----- The data -----

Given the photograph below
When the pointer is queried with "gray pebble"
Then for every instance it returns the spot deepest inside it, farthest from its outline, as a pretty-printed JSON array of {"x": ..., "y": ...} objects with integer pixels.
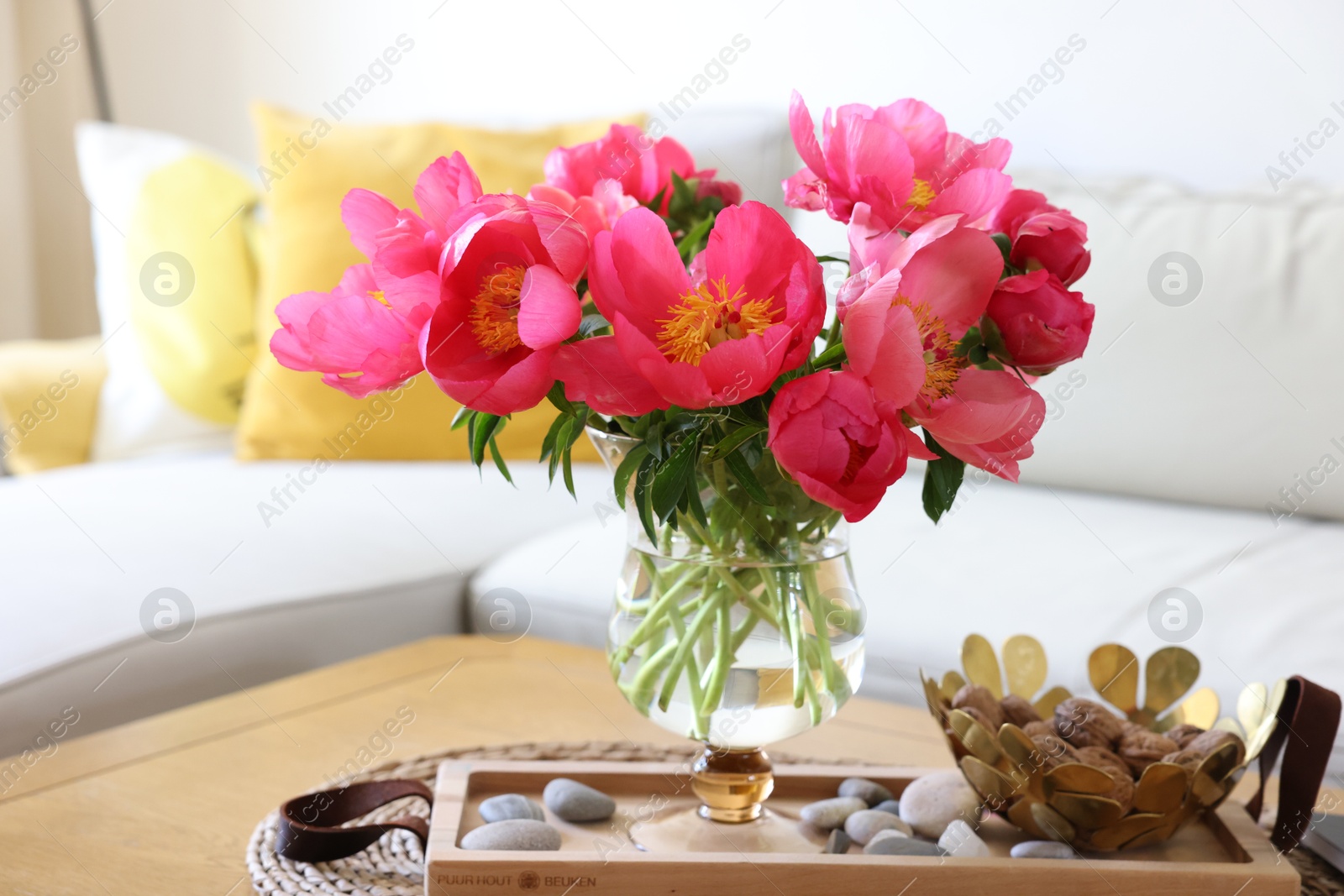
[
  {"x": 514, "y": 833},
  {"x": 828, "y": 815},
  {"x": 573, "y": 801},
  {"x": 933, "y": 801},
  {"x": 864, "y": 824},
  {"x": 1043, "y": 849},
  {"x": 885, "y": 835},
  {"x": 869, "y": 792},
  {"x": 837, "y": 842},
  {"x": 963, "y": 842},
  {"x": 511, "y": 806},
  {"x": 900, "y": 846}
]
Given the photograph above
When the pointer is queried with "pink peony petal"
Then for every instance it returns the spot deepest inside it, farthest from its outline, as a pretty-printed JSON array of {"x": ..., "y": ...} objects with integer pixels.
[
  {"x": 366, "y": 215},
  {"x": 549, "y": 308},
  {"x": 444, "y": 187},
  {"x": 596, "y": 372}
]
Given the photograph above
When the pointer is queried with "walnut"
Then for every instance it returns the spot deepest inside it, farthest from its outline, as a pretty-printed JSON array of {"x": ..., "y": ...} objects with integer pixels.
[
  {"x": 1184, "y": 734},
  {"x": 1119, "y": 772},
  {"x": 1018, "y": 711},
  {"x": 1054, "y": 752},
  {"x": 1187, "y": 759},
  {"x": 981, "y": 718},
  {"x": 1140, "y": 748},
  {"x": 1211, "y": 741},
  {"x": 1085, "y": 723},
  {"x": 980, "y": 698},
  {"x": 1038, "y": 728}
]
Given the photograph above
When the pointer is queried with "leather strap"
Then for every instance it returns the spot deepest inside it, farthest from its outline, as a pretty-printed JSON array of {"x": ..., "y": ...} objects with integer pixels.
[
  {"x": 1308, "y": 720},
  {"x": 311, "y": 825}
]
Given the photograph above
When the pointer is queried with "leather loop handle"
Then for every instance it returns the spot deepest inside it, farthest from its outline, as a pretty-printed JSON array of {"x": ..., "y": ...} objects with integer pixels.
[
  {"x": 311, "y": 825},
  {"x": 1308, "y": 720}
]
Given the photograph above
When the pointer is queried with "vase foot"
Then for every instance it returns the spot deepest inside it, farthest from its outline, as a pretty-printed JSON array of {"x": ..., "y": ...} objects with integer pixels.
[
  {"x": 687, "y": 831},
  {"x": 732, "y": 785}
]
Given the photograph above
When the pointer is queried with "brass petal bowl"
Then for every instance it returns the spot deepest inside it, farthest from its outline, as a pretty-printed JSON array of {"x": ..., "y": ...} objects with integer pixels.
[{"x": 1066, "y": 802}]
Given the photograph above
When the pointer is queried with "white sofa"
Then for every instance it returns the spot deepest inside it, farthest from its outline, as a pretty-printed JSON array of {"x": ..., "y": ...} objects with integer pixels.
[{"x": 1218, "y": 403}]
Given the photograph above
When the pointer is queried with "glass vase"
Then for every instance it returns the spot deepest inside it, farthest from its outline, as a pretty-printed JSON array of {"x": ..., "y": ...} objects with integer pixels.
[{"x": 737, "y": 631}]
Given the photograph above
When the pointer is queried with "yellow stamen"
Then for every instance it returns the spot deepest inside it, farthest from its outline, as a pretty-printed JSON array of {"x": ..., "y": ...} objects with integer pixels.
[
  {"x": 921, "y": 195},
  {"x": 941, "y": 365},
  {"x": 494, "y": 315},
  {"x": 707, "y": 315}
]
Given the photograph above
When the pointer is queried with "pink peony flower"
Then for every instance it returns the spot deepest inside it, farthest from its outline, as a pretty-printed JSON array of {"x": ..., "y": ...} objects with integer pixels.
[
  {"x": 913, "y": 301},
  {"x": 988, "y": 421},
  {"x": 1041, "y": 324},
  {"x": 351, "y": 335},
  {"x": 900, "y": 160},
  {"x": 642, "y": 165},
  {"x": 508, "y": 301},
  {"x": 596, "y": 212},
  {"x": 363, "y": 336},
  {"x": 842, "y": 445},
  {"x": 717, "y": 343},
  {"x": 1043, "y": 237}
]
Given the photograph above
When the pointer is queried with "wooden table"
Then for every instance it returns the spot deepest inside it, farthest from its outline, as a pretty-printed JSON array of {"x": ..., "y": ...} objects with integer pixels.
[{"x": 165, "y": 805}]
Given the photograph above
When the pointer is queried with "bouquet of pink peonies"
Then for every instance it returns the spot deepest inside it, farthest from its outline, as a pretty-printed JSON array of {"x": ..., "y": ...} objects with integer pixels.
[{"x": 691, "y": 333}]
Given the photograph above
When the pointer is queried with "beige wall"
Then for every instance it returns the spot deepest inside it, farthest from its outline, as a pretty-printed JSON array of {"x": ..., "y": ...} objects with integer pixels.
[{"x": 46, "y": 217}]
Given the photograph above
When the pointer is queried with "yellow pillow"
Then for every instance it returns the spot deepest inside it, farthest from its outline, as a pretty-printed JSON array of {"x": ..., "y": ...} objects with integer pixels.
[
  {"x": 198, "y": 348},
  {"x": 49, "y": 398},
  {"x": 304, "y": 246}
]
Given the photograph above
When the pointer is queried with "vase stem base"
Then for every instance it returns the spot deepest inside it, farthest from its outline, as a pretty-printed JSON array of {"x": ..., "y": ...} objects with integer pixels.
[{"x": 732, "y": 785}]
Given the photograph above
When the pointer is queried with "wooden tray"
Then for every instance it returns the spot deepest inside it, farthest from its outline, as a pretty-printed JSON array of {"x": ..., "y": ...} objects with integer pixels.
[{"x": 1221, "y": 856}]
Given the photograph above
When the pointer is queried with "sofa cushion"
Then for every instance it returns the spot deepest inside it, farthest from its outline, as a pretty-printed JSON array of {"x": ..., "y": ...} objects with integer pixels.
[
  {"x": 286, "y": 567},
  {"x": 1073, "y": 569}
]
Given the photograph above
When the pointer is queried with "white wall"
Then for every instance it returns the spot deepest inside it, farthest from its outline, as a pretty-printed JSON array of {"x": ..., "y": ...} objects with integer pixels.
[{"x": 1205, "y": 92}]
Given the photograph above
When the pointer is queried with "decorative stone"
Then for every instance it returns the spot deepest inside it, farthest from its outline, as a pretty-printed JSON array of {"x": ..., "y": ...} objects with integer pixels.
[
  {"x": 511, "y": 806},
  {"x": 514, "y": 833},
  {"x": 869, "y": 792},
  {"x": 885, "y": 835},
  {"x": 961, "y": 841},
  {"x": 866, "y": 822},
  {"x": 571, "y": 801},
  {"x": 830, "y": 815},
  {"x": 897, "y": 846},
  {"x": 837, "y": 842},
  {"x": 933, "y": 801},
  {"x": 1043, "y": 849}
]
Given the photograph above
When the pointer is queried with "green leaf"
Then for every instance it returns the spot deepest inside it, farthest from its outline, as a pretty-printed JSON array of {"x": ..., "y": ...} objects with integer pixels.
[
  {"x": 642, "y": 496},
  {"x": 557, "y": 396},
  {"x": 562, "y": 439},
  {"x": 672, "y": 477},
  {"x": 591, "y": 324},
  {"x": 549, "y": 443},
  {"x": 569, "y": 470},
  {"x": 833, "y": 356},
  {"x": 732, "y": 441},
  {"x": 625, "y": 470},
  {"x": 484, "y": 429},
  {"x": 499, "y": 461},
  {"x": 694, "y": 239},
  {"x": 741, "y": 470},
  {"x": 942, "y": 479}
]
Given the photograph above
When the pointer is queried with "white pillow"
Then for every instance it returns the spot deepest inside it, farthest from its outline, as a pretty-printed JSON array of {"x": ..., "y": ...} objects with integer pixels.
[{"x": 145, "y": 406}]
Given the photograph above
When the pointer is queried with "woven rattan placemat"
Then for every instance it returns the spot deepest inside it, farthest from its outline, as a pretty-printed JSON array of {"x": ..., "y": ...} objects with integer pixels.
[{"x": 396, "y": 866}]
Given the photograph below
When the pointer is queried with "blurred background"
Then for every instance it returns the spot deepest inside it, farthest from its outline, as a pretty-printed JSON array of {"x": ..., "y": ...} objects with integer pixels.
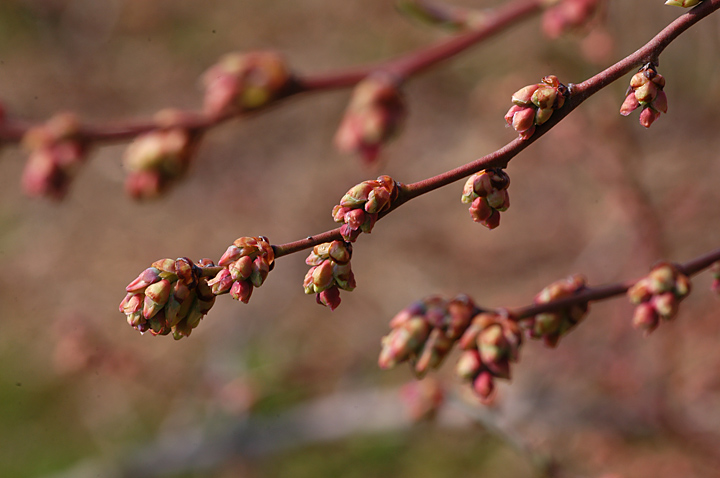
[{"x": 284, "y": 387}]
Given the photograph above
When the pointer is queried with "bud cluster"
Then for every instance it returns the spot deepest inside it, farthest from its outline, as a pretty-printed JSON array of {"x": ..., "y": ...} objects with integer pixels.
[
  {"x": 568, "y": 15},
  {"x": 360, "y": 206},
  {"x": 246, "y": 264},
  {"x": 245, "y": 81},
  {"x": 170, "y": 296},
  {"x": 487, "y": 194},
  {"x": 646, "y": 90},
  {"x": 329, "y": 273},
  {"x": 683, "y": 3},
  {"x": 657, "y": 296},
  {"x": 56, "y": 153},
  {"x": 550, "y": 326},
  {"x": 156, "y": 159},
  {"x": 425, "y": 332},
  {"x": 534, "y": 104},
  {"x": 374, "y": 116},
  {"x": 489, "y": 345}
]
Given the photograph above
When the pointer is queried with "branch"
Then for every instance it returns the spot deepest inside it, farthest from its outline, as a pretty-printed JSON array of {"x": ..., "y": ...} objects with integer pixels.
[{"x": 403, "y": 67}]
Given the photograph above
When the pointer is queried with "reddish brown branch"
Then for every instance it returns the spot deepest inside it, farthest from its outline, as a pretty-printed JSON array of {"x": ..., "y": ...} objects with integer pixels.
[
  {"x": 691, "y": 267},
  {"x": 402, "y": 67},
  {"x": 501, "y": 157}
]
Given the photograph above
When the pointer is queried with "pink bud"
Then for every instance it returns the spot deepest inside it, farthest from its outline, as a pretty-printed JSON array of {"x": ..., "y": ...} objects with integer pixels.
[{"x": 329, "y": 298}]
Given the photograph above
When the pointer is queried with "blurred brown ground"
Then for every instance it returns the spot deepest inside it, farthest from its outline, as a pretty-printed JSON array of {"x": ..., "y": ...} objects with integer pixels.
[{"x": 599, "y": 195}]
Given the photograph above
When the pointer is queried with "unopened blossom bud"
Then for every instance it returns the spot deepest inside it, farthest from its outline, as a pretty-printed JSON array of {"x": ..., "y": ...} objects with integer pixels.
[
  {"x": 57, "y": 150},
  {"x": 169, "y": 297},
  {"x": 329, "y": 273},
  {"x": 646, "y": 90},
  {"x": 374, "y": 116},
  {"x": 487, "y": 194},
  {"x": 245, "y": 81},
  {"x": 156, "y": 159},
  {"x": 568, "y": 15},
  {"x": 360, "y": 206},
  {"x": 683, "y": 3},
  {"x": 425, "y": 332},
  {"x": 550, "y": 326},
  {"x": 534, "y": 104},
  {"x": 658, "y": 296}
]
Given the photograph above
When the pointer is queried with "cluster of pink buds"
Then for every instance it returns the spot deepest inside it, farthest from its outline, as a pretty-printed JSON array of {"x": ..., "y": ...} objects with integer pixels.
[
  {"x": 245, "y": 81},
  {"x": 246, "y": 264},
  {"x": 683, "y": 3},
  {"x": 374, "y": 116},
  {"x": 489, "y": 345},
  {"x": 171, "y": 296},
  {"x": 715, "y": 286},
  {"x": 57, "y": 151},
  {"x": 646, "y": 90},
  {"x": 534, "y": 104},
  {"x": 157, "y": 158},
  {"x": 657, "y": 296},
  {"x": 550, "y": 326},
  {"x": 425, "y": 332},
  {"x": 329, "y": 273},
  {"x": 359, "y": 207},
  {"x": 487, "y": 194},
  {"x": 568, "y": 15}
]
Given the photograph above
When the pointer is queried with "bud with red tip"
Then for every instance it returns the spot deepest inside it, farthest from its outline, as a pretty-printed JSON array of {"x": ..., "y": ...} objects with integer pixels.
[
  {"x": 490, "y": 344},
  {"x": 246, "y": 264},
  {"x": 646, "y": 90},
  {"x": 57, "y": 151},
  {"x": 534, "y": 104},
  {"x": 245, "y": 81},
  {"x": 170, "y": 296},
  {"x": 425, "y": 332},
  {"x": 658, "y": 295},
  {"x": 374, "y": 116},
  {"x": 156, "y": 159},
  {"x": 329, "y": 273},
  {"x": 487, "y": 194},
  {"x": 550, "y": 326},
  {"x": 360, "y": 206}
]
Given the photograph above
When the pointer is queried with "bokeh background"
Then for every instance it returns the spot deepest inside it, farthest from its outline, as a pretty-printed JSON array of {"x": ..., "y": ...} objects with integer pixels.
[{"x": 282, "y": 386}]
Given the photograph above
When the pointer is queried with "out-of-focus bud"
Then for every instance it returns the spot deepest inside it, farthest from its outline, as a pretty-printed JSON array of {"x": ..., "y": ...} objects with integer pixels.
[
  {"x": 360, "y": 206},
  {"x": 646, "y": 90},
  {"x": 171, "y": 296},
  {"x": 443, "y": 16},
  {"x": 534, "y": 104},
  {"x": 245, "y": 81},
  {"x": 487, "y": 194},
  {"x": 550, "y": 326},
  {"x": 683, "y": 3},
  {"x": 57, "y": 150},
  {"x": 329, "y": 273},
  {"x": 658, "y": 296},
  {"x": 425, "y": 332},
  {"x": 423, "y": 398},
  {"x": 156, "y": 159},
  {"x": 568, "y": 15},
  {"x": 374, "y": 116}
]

-----

▸ What to produce
Please show every line of the records above that contains the string "wall", copying each line in full; case counts.

▸ Task solution
When the pointer is queried with "beige wall"
When the pointer is queried with "white wall"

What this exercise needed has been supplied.